Records from a collection:
──────

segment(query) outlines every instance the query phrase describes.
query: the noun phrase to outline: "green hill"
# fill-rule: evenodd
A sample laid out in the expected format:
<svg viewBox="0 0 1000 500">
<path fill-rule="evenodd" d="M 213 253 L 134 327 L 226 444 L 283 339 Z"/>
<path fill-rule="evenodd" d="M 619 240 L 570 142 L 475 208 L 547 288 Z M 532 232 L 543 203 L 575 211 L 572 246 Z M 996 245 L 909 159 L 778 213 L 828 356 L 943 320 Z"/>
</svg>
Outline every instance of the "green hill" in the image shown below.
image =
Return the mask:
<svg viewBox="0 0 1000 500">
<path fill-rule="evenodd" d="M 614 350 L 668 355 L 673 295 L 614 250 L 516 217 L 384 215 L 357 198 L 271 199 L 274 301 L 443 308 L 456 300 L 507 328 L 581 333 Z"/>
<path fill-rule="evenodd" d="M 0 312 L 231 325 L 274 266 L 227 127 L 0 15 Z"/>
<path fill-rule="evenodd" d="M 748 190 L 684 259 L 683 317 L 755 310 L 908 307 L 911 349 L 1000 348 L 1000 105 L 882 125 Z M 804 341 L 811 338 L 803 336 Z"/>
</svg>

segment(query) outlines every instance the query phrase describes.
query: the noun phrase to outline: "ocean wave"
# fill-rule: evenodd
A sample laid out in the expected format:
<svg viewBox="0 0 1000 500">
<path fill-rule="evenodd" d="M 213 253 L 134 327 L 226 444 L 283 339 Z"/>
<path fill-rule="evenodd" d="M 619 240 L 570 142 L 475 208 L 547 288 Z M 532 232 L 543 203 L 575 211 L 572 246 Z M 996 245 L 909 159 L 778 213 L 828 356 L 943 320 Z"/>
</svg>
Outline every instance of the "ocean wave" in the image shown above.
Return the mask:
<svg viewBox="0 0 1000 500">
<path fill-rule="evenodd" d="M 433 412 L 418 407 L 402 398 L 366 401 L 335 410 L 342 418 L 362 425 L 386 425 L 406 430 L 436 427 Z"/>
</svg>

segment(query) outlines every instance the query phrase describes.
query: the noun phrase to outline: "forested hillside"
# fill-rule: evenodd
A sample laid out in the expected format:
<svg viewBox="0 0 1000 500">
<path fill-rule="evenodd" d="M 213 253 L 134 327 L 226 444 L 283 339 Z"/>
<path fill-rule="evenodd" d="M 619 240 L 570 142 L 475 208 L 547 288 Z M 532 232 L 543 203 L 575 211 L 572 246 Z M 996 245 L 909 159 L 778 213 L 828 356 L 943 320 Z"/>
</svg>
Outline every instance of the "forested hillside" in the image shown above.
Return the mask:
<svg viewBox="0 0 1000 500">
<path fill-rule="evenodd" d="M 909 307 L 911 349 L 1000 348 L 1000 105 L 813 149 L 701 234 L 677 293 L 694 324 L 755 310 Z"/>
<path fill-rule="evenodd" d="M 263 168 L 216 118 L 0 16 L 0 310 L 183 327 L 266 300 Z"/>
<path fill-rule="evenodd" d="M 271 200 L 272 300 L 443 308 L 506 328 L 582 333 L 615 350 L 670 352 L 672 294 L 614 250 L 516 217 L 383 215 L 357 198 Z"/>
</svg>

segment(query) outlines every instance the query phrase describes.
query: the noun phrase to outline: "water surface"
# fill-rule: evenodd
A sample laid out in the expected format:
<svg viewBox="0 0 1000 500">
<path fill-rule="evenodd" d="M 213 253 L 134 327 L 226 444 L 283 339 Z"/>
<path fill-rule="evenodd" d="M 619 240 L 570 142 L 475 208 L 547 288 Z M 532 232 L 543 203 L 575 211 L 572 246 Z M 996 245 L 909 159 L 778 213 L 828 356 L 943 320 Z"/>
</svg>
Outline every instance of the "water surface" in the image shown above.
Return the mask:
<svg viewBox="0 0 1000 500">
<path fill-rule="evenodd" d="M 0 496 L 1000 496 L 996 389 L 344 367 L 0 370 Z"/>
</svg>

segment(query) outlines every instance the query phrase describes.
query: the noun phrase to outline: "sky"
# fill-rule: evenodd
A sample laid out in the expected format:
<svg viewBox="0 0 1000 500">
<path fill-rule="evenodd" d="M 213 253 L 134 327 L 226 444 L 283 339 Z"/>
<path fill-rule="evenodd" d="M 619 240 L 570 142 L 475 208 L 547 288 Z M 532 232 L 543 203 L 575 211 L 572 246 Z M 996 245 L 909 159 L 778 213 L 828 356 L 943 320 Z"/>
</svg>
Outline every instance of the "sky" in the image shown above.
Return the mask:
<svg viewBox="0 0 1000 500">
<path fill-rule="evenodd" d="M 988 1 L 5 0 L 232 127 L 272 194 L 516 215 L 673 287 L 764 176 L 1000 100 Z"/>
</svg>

──────

Problem statement: Copy out each line of the records that holds the string "green".

Answer for the task:
query: the noun phrase to outline: "green hill"
Outline every instance of the "green hill" in the image shown below.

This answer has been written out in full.